» **EXERCISE INSTRUCTIONS**:
A: From the journaling passage, copy everything from "Productivity guru David" down to "issues as well.".
B: For each statement below, say yes or no as to whether it agrees with the journaling passage, and quote the words that decide it.
(i) David Allen's remark referred to capturing the details of life in a master things-to-do list.
(ii) Leaders have no control over the environment they create.
(iii) Making decisions before making decisions is called perhaps the most practical use of the journal.

Productivity guru David Allen observes, “The mind is for having thoughts not for holding them.” And while he was referring to capturing the natty details of life in a master things-to-do list, the principle applies to life’s bigger issues as well.

3. Keep a journal to process negative emotions

While you’re processing thorny problems in your journal, use the same practice to process negative emotions. This is critical for leaders to do because of the phenomenon known as emotional contagion.

What is emotional contagion? Human beings are affected by their external environment, both physically and emotionally. An airborne virus infects people with the cold or flu, and negative emotion infects people with even worse maladies. As leaders we have control over the environment we create, transferring positive or negative emotion to the people we come in contact with.

Which brings us back to journaling.

Instead of sneezing on people—and those people include your family and friends—get the virus out of your system in the pages of your journal. If the same emotions keep creeping up again and again, do some deeper work and find out why. The bottom line, though, is this: you’ll increase the impact of your leadership when you don’t make everyone you work with sick from your bad mood.

4. Keep a journal to make a decision before making a decision

This is perhaps the most practical use of my journal over the years: making decisions before making decisions. Let me explain.

» **SOURCE DATA**:

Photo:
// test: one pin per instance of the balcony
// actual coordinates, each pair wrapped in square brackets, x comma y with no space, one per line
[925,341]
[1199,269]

» **RESULTS OF THE EXERCISE**:
A:
Productivity guru David Allen observes, “The mind is for having thoughts not for holding them.” And while he was referring to capturing the natty details of life in a master things-to-do list, the principle applies to life’s bigger issues as well.

B:
(i) Yes: "he was referring to capturing the natty details of life in a master things-to-do list"
(ii) No: "As leaders we have control over the environment we create"
(iii) Yes: "This is perhaps the most practical use of my journal over the years: making decisions before making decisions"